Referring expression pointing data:
--

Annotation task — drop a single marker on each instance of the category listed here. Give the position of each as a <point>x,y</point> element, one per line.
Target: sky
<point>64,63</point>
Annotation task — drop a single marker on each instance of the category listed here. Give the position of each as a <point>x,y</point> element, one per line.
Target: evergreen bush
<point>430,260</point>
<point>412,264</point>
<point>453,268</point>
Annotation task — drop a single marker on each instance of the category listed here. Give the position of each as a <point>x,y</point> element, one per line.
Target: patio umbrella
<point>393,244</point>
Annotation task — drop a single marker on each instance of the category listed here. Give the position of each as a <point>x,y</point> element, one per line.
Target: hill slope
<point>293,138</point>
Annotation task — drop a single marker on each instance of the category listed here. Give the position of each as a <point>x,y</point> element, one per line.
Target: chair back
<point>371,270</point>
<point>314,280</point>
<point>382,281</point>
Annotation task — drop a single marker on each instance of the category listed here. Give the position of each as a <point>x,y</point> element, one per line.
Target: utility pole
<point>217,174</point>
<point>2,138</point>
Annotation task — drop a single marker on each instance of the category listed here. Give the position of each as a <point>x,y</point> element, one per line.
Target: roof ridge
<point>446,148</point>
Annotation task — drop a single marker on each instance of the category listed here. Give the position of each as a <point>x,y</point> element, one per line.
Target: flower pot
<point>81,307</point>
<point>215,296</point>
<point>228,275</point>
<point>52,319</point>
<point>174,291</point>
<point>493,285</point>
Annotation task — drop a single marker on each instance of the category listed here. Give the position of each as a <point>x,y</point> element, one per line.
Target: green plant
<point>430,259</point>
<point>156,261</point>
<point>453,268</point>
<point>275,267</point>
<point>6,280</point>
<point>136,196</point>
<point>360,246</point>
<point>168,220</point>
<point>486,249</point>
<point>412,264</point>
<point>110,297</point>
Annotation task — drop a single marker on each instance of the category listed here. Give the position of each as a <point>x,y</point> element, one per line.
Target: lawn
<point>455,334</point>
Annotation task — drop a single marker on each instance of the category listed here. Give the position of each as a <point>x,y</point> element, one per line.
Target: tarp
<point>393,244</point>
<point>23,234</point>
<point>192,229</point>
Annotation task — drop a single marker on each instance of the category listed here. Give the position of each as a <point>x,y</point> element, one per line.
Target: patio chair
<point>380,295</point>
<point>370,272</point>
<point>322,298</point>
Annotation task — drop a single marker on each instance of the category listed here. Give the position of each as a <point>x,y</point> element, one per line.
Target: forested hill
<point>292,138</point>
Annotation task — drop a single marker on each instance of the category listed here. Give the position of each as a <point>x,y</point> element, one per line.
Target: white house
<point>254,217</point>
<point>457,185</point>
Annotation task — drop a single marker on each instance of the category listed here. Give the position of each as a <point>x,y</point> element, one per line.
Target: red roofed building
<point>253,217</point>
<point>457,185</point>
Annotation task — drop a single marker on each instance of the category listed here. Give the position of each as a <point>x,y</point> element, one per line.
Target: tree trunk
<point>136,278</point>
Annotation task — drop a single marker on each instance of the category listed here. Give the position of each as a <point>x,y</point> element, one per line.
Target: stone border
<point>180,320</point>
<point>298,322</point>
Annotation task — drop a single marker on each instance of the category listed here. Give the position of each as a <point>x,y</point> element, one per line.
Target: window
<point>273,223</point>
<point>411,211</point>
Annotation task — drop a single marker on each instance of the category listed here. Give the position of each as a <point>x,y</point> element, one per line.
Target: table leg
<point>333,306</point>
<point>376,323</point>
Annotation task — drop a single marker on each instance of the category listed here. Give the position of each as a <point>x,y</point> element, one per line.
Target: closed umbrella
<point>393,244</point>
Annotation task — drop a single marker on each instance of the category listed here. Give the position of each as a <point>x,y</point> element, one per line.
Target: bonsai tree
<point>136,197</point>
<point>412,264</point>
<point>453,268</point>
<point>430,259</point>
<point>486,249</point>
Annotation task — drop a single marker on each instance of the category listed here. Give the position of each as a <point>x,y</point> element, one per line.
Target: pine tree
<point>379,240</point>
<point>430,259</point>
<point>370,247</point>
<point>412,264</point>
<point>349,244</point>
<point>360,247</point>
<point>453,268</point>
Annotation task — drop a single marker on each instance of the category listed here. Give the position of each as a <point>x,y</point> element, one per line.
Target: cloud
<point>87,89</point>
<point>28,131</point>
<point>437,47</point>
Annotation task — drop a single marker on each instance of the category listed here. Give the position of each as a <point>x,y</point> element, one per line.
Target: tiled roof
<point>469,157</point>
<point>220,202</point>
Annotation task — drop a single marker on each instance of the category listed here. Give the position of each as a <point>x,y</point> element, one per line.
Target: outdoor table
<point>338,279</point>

--

*Task brief*. Write every record above out again exactly as it stands.

*Expected output*.
Annotation task — drop a single marker on each instance of the category listed here. Give the position of each as a <point>x,y</point> element, one per line.
Target: sky
<point>64,63</point>
Annotation task — drop a single marker on each instance of the category listed here. Give the position of each as a <point>x,y</point> element, one per line.
Target: evergreen bush
<point>430,260</point>
<point>412,264</point>
<point>453,268</point>
Annotation task — drop a single marker on each instance of the category listed here. Give the position of each as a <point>x,y</point> element, one per line.
Target: patio umbrella
<point>393,244</point>
Annotation task — drop a single marker on each instance of the category listed here. Give the position of each as a <point>x,y</point> element, one per line.
Target: hill slope
<point>293,138</point>
Annotation task — drop a single marker on each instance of the category listed here. Give the position of each as a <point>x,y</point> element, one per line.
Target: chair back
<point>371,270</point>
<point>314,280</point>
<point>382,281</point>
Annotation task — drop a single marker on each instance of the category listed here. Give the position of each as a <point>x,y</point> element, one per line.
Target: utility pole
<point>217,174</point>
<point>2,138</point>
Annotation task — drop a single marker on each instance of the category listed here. Give the position of each as a <point>x,y</point> element, one per line.
Target: roof ridge
<point>446,148</point>
Annotation task — drop a single marker on each instance of the category listed here. Give the position of each as a <point>x,y</point> element, one per line.
Target: flower pot
<point>81,307</point>
<point>215,296</point>
<point>228,275</point>
<point>52,319</point>
<point>174,291</point>
<point>493,285</point>
Annotation task — drop a single marker on each instance of the category listed here. Give the position of each as a <point>x,y</point> element, one per line.
Target: green plant
<point>430,259</point>
<point>156,261</point>
<point>453,268</point>
<point>275,267</point>
<point>6,280</point>
<point>136,196</point>
<point>360,246</point>
<point>168,220</point>
<point>486,249</point>
<point>412,264</point>
<point>110,297</point>
Annotation task — drop a single marker on each instance of the category listed here. Give the position of each as a <point>x,y</point> element, one per line.
Target: lawn
<point>455,334</point>
Annotation task — drop a single marker on each instance of the category listed here. Give the position of each as a <point>x,y</point> element, one per line.
Target: tarp
<point>393,244</point>
<point>23,234</point>
<point>192,229</point>
Annotation task — drop a single marker on each instance of the category listed here. Give the position of each as a <point>x,y</point> element, one per line.
Target: patio chair
<point>380,295</point>
<point>370,272</point>
<point>322,298</point>
Annotation task — drop a single marker on each instance of the category listed here. Give the position of each as a <point>x,y</point> element, one per line.
Target: forested hill
<point>292,138</point>
Annotation task — drop a single marker on each instance of the category listed here. Give the position of each as a <point>x,y</point> element, one per line.
Target: white house
<point>254,217</point>
<point>457,185</point>
Annotation task — drop a single marker on each instance of the category listed here. Give the position of each as a <point>x,y</point> element, one per line.
Target: red roofed building
<point>253,217</point>
<point>457,185</point>
Annotation task — drop a single marker on each instance of the category listed here. Give the position of each as a <point>x,y</point> element, one per line.
Target: tree trunk
<point>136,278</point>
Annotation task — drop a single marker on each instance of the category listed here. Give the position of each as a <point>x,y</point> element, one per line.
Target: stone border
<point>180,320</point>
<point>298,322</point>
Annotation task — drop a single marker on each instance of the category listed here. Give the position of each as a <point>x,y</point> element, one per line.
Target: window
<point>273,223</point>
<point>411,211</point>
Annotation task — drop a single marker on each instance of the category listed here. Give the position of each as a <point>x,y</point> element, one per line.
Target: table leg
<point>333,306</point>
<point>376,323</point>
Annotation task — drop a single marker on each instance of the category listed here. Give the position of each as a <point>x,y</point> element, one per line.
Target: closed umbrella
<point>393,244</point>
Annotation task — drop a single marker on each instance of the category listed here. Give the position of each as a <point>x,y</point> element, one per line.
Target: bonsai tree
<point>136,197</point>
<point>412,264</point>
<point>453,268</point>
<point>430,259</point>
<point>486,249</point>
Annotation task — drop a single marker on each instance of the category listed here. Give the position of each as a <point>x,y</point> element, one per line.
Target: pine tree
<point>379,240</point>
<point>430,259</point>
<point>370,247</point>
<point>412,264</point>
<point>349,244</point>
<point>360,247</point>
<point>453,268</point>
Annotation task — drop a single marker on each instance of the category listed here. Give the position of each as a <point>x,y</point> element, one per line.
Target: cloud
<point>87,89</point>
<point>28,131</point>
<point>437,47</point>
Annotation task — drop a single marker on each instance of the category listed here. Give the position of each as a <point>x,y</point> element, one per line.
Target: tiled roof
<point>469,157</point>
<point>220,202</point>
Annotation task — drop a single marker on each instance of the category listed here. Give the position of each as a <point>x,y</point> element, one per line.
Target: outdoor table
<point>338,279</point>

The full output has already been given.